◆ What this task involves:
Copy out, exactly as written, only the line containing "Can you see the hanging" and the lines after it through the end of the records.

Records drawn from a dataset:
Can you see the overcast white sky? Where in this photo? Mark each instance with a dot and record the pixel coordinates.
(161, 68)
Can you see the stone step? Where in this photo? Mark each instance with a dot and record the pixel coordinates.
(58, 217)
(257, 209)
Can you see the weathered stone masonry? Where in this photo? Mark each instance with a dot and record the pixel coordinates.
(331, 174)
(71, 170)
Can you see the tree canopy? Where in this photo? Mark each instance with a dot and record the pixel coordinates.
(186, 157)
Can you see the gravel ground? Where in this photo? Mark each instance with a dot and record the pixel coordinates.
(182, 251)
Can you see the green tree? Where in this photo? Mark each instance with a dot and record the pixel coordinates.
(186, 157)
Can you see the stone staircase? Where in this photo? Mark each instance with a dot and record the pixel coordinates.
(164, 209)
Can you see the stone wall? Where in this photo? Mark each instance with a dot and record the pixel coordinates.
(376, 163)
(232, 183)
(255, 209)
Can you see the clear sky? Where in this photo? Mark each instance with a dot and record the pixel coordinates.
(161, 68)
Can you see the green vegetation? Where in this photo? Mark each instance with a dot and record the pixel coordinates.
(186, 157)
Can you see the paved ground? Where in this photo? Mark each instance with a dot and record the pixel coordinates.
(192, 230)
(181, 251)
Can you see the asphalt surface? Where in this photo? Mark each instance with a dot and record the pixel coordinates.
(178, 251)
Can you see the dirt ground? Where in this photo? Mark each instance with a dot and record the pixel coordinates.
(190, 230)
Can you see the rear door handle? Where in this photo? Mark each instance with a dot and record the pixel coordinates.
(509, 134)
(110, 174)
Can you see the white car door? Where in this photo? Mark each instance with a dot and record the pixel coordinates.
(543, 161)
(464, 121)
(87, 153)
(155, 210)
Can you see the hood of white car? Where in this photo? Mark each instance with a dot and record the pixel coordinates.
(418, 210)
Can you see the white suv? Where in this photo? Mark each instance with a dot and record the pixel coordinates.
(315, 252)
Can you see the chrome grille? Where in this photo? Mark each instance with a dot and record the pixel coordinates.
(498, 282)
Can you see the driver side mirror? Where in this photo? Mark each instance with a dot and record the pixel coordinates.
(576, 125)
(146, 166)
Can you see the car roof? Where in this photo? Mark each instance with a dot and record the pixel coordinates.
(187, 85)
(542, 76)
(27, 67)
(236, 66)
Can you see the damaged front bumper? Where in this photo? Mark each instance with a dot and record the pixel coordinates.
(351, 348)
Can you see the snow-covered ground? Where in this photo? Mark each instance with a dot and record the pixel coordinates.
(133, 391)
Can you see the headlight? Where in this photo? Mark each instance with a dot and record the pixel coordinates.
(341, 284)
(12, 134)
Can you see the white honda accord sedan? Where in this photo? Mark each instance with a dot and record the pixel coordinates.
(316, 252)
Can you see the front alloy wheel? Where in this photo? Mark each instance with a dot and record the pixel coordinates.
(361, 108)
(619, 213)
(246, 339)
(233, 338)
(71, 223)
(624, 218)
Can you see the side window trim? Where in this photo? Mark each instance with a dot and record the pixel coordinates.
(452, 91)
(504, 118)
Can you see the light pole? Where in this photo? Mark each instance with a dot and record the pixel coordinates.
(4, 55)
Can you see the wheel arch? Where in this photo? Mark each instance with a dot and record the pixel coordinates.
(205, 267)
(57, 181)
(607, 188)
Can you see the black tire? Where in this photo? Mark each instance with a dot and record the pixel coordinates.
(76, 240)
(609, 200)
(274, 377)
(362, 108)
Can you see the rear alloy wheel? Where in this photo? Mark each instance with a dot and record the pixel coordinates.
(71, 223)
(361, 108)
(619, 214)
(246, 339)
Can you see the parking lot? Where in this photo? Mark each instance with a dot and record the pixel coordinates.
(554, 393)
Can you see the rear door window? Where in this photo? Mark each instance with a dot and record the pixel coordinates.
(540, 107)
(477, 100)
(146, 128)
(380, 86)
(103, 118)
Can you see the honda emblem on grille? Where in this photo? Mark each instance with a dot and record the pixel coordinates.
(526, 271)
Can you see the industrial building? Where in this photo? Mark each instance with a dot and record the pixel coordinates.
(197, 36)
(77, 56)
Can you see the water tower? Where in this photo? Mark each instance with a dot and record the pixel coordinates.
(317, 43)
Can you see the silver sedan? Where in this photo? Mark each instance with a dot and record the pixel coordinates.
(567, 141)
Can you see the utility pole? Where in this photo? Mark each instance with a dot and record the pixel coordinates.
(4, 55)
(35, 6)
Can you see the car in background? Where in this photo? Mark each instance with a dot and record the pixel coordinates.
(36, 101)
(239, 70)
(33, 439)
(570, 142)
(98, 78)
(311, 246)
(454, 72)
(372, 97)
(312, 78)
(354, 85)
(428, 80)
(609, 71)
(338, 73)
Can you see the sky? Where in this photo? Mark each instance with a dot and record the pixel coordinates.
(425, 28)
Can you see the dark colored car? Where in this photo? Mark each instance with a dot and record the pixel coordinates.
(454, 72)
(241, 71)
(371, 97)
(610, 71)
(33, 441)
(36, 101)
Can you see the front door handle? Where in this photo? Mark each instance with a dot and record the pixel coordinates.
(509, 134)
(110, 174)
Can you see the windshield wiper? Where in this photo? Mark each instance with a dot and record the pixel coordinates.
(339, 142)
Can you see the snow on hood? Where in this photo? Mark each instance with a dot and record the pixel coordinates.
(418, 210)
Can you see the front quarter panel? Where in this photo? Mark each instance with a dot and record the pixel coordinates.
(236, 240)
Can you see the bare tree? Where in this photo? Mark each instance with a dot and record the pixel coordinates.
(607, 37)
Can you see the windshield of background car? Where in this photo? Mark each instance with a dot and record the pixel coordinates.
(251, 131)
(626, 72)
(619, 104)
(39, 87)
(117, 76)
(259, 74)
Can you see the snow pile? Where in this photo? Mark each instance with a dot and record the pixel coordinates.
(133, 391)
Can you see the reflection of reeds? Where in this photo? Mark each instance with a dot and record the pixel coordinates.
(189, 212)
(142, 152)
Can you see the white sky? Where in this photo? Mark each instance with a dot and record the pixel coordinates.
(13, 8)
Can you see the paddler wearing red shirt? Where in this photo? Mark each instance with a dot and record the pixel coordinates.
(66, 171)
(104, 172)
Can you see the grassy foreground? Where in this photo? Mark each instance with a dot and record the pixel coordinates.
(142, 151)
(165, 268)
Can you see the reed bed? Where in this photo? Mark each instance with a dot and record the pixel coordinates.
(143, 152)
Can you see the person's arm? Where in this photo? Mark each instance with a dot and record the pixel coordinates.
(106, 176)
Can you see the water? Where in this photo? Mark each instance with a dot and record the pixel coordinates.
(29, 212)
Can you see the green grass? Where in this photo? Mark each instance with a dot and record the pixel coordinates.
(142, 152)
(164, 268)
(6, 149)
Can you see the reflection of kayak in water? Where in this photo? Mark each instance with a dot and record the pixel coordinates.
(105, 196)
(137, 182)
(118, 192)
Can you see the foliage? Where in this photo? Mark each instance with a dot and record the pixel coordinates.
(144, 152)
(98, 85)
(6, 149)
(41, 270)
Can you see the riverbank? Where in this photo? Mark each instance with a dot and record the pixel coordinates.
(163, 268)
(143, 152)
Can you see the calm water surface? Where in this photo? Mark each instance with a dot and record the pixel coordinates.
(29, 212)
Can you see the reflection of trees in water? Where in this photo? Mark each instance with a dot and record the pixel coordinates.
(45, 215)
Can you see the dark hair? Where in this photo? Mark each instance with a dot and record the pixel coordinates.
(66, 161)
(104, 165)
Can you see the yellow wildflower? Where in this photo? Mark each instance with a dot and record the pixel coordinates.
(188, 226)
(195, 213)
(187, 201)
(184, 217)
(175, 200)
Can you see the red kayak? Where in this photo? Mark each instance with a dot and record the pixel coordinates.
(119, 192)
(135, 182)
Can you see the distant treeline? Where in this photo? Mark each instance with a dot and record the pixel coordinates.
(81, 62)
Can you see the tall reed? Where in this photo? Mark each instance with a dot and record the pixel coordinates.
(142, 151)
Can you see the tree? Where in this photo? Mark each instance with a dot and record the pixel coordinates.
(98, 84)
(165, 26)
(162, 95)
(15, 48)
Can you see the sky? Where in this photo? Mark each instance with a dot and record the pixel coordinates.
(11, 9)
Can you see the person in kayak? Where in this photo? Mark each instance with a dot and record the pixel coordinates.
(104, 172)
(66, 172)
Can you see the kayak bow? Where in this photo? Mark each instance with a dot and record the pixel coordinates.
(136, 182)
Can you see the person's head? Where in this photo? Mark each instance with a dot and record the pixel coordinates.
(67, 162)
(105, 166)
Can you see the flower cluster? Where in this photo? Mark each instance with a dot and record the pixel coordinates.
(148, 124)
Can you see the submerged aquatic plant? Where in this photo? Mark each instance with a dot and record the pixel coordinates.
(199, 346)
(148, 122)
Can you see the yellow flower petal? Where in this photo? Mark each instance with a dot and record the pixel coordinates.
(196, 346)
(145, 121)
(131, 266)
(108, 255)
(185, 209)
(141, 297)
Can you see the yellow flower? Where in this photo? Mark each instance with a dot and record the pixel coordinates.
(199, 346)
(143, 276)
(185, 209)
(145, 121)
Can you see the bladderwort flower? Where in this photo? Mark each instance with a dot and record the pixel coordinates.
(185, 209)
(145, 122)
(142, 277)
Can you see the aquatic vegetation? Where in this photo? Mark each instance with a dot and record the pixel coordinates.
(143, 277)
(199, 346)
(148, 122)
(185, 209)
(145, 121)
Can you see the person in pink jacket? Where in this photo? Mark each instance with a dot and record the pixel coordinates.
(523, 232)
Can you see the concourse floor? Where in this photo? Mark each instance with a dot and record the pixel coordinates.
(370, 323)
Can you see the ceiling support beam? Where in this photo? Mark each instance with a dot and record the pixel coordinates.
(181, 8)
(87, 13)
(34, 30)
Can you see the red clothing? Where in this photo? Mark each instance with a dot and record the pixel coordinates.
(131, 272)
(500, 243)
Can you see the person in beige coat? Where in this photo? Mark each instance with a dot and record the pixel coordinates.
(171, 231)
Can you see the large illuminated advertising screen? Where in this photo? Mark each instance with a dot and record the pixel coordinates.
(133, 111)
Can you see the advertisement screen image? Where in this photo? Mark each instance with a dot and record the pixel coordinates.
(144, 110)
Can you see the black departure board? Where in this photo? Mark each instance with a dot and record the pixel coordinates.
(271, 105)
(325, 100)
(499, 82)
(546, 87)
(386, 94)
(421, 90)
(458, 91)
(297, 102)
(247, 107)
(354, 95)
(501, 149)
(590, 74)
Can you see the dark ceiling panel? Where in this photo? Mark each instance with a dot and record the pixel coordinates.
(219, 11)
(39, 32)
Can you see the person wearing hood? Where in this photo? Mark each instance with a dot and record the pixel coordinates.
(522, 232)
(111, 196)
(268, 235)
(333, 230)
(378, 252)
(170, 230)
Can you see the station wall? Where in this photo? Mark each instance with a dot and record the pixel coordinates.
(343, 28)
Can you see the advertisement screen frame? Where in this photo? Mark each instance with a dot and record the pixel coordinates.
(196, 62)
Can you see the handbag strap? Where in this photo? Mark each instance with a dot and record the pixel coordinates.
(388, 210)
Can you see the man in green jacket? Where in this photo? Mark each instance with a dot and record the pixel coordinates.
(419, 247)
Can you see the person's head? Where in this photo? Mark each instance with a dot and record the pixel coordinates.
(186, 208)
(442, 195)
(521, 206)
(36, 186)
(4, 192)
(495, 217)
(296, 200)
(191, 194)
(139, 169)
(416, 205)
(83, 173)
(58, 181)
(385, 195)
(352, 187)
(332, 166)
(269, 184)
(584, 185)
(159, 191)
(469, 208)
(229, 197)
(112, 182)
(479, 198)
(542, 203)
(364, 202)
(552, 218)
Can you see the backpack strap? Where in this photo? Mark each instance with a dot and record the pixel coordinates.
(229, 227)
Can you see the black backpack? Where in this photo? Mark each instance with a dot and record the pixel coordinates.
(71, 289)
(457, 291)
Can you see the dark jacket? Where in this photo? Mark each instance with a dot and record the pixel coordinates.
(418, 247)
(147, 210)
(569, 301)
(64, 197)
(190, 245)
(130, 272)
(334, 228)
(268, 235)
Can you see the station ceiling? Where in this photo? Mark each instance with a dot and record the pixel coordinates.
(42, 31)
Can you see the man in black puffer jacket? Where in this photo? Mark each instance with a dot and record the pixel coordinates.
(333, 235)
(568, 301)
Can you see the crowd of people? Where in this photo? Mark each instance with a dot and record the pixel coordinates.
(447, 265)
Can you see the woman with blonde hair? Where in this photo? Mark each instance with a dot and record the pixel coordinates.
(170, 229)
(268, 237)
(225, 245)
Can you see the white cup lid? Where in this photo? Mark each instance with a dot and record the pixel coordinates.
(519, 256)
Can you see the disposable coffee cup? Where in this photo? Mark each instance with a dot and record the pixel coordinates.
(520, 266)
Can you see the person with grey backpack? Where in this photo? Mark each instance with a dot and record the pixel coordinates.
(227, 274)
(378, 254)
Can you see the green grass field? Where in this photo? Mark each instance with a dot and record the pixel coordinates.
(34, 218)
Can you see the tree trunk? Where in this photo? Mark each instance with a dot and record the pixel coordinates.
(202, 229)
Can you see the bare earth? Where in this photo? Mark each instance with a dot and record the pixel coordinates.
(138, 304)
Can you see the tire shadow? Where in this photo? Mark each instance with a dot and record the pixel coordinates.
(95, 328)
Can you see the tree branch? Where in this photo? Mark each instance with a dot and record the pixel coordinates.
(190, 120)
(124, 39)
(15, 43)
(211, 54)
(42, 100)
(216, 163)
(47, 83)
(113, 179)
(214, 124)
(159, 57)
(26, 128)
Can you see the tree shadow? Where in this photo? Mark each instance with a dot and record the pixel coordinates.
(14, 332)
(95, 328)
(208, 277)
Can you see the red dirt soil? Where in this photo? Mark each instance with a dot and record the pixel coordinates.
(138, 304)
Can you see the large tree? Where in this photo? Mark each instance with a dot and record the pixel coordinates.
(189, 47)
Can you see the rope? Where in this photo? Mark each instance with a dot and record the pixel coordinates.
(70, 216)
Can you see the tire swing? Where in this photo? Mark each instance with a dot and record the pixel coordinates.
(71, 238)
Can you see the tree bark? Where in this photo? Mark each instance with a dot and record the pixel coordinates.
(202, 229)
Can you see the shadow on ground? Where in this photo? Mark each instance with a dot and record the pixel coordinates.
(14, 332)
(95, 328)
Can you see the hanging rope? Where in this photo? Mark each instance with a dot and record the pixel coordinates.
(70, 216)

◆ Exercise response:
Can you see the hanging rope? Where in this photo? Mark each instance with a dot and record the pixel coordinates.
(70, 216)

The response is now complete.